Task brief »
Write the records out exactly as shown. No pictures.

(Collected data entries)
—————
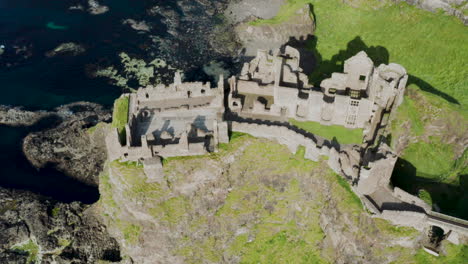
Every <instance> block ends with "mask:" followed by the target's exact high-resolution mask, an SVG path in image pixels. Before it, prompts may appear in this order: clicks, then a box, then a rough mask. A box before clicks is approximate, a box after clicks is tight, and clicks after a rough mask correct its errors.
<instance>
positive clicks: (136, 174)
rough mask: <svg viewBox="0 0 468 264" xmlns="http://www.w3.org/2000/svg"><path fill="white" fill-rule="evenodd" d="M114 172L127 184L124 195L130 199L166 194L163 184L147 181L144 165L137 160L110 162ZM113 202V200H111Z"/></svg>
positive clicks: (162, 194) (128, 198)
mask: <svg viewBox="0 0 468 264" xmlns="http://www.w3.org/2000/svg"><path fill="white" fill-rule="evenodd" d="M110 169H111V170H112V172H113V173H112V174H114V173H115V174H116V175H119V176H120V179H121V180H122V181H123V182H122V184H124V185H125V188H124V196H125V197H126V198H128V199H134V200H141V201H144V200H145V199H157V198H159V197H161V196H163V195H164V194H165V192H164V190H163V188H161V185H160V184H159V183H156V182H152V183H147V182H146V180H147V178H146V175H145V173H144V171H143V165H141V164H140V163H137V162H130V161H129V162H119V161H113V162H111V164H110ZM109 202H111V201H109Z"/></svg>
—————
Expected answer »
Every <instance> block ends with "mask:" followed by the target's exact high-resolution mask, an SVG path in image pixels. Before it, prompts may appear in this order: clicks, then a box, then a rough mask. A box before clicks is approximate, a box after clicks is tight, and clicks after a rough mask correct its errors.
<instance>
positive clicks: (136, 174)
rough mask: <svg viewBox="0 0 468 264" xmlns="http://www.w3.org/2000/svg"><path fill="white" fill-rule="evenodd" d="M114 172L127 184L124 195L130 199L166 194L163 184L147 181L144 165L137 160L110 162ZM113 202V200H111Z"/></svg>
positive clicks: (162, 194) (128, 198)
mask: <svg viewBox="0 0 468 264" xmlns="http://www.w3.org/2000/svg"><path fill="white" fill-rule="evenodd" d="M110 169H111V170H112V172H113V173H112V174H114V173H115V174H116V175H119V176H120V179H121V180H122V181H123V182H122V184H124V185H125V188H124V196H125V197H126V198H128V199H134V200H141V201H144V200H145V199H157V198H159V197H161V196H163V195H164V194H165V192H164V190H163V188H161V185H160V184H159V183H156V182H152V183H147V182H146V180H147V178H146V175H145V173H144V171H143V165H141V164H140V163H137V162H130V161H129V162H119V161H113V162H111V164H110ZM109 202H111V201H109Z"/></svg>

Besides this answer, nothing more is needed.